Page text section start

Texas health officials have filed a motion in the state appeals court to request that the state override a ruling by District Judge Tim Sulak who, this past September, stopped health officials from cutting payments to a pediatric therapy program.
The Texas Health and Human Services Commission is hoping to have Sulak’s decision overturned and it’s arguing that Sulak “overstepped his bounds,” says the Texas Tribune.
GOP Senate leaders have been trying to reduce Medicaid spending in Texas; earlier this year, they ordered the state’s health commission to reduce state funding by $100 million. According to Chron.com, the proposed cuts could result in the loss of $200 million of federal funds as well, since the federal government matches state contributions.
The majority of funding cuts would be aimed at programs financed through Medicaid that pay for physical, and occupational, and speech therapy professionals to treat disabled children living in low-income homes.

Page text section end
Information shown section start

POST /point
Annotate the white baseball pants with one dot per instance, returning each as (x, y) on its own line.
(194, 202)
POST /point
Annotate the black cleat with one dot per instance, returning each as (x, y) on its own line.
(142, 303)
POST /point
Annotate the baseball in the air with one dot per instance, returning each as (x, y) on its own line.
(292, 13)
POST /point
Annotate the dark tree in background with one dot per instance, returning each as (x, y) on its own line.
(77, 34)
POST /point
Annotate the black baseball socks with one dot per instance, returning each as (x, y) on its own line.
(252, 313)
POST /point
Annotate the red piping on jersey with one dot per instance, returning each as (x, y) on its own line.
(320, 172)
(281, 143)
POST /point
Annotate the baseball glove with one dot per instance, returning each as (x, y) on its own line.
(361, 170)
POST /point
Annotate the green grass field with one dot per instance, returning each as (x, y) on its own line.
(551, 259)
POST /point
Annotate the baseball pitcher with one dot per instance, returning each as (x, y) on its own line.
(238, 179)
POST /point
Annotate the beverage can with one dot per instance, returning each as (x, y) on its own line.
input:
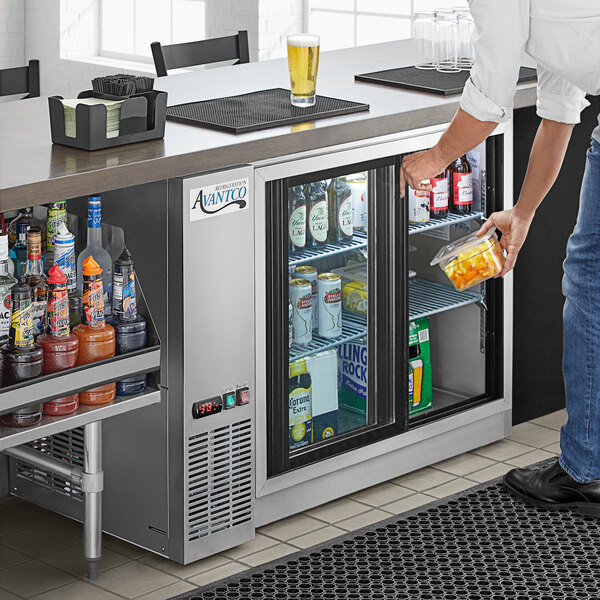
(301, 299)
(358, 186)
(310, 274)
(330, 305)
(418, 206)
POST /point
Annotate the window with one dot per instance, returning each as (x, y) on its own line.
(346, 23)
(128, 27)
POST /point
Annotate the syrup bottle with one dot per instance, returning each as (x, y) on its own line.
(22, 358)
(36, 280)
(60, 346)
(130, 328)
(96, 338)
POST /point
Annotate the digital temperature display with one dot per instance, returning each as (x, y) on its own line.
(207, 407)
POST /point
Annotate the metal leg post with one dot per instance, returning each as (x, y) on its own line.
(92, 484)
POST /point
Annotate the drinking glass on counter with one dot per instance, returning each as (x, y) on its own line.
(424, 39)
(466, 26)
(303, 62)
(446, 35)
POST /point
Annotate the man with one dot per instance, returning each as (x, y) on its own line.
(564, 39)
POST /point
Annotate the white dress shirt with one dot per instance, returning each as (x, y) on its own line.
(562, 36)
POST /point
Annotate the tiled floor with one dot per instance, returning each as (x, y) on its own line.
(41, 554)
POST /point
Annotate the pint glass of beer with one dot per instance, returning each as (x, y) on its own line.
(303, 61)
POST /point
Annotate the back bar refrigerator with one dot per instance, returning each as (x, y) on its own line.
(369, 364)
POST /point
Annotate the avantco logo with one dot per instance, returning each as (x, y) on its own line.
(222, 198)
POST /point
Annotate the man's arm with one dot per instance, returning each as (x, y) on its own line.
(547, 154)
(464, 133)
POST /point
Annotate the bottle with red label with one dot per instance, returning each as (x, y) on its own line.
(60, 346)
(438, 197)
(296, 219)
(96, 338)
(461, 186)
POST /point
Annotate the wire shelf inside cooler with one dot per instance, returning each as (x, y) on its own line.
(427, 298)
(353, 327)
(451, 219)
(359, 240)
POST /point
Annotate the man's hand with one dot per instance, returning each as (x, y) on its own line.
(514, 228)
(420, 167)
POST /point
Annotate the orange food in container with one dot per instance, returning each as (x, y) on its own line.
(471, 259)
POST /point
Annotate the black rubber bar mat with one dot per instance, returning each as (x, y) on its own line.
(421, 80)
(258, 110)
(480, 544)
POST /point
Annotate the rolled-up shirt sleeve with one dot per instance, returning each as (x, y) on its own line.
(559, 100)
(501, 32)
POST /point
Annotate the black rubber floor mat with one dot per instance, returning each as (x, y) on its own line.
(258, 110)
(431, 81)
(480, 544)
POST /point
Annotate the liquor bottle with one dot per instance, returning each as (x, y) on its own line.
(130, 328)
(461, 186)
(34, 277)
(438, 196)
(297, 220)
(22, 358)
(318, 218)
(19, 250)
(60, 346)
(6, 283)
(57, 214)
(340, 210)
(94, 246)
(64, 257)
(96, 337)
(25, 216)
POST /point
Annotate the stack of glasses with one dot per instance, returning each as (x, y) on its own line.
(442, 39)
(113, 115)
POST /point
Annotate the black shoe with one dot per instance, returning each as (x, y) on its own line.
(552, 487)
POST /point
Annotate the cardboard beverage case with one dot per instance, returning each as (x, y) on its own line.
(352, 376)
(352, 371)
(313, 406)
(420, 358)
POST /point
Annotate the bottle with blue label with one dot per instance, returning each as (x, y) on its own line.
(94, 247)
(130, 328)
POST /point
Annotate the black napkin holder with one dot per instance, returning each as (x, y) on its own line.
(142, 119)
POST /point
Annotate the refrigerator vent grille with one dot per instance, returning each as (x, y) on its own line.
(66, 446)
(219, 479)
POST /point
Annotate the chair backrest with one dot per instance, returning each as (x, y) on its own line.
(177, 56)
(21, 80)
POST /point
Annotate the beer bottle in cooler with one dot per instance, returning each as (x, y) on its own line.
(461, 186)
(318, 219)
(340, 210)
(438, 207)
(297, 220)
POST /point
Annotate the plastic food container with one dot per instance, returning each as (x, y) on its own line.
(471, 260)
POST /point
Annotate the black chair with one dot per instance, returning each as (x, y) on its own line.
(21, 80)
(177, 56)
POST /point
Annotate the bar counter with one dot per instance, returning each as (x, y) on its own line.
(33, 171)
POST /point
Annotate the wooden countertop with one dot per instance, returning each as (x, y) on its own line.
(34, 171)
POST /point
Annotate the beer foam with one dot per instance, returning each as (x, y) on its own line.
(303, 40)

Information shown section end
Information shown section start

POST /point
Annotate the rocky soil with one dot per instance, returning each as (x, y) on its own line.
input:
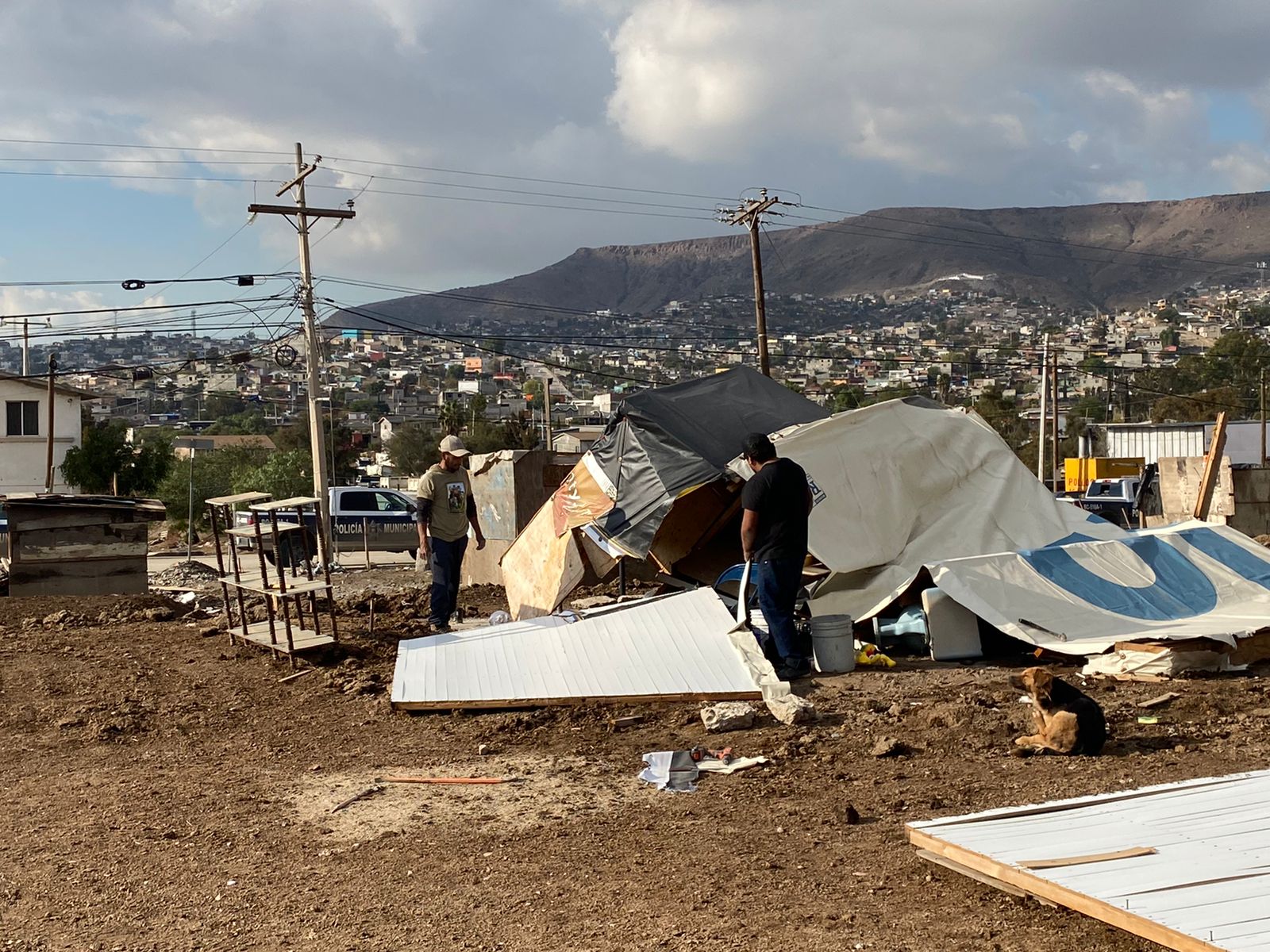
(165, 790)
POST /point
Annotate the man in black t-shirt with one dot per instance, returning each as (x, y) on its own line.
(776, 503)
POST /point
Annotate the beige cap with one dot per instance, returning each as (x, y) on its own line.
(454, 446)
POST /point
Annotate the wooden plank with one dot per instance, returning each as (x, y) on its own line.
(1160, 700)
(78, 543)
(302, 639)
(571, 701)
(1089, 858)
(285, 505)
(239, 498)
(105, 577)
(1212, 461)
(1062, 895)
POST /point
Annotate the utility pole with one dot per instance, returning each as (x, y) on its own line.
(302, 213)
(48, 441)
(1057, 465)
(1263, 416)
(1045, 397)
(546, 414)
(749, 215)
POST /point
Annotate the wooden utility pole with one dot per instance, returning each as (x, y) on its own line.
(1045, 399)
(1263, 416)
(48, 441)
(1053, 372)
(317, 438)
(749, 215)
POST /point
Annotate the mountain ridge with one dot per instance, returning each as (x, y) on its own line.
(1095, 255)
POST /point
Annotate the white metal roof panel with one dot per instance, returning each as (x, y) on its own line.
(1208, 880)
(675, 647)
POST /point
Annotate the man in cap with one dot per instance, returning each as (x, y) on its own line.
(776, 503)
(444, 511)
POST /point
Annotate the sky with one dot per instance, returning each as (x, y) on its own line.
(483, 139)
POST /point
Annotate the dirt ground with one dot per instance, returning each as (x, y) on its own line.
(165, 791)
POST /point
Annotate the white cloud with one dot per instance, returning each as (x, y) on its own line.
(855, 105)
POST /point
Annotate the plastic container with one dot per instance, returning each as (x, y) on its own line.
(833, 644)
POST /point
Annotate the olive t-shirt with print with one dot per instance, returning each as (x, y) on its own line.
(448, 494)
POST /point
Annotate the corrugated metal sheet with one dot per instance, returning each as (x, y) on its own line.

Information shown section end

▶ **To do**
Can you transcribe the passage in the article on Texas Medicaid therapy cuts from "The Texas Health" up to and including "matches state contributions.", word for word?

▶ **Final answer**
The Texas Health and Human Services Commission is hoping to have Sulak’s decision overturned and it’s arguing that Sulak “overstepped his bounds,” says the Texas Tribune.
GOP Senate leaders have been trying to reduce Medicaid spending in Texas; earlier this year, they ordered the state’s health commission to reduce state funding by $100 million. According to Chron.com, the proposed cuts could result in the loss of $200 million of federal funds as well, since the federal government matches state contributions.